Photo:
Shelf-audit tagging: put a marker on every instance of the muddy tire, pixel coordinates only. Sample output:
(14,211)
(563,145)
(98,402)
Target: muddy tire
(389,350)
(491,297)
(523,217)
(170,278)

# # # # # # #

= Activity =
Set the data above down again in full, exactly as it reads.

= Exercise response =
Photo:
Shelf-audit tagging: put a marker on every instance of the muddy tire, pixel coordinates only. Sample output:
(14,211)
(563,145)
(98,402)
Target: muddy tire
(389,350)
(491,297)
(523,217)
(170,278)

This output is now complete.